*** Listed records Section Begins ***
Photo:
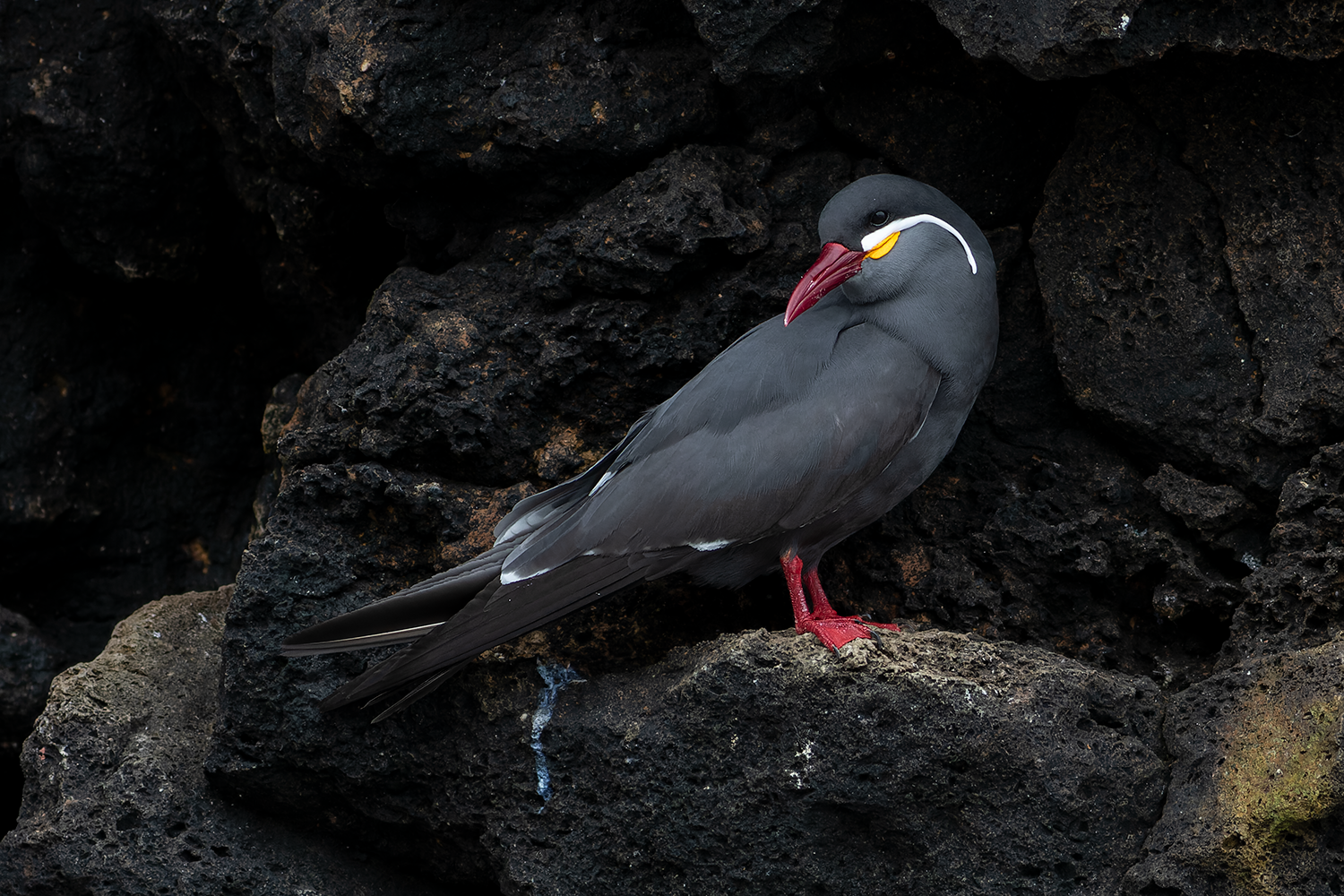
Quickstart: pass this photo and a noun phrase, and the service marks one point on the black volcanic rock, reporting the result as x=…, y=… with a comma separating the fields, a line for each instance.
x=1187, y=231
x=1058, y=38
x=461, y=247
x=136, y=721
*** Listed records Section Ends ***
▶ **Activity**: Repeat exactly the lines starting at the line with "Quickstart: pass this" and ending with the final line of the entries. Include nothing else.

▶ **Output of the exercise**:
Quickstart: pass this photo and a noun phrase, and the service marks one point on the black volcanic rock, reporting the result as x=…, y=… with a comma separating the fields, a line for each instance.
x=1187, y=231
x=1058, y=38
x=461, y=247
x=136, y=721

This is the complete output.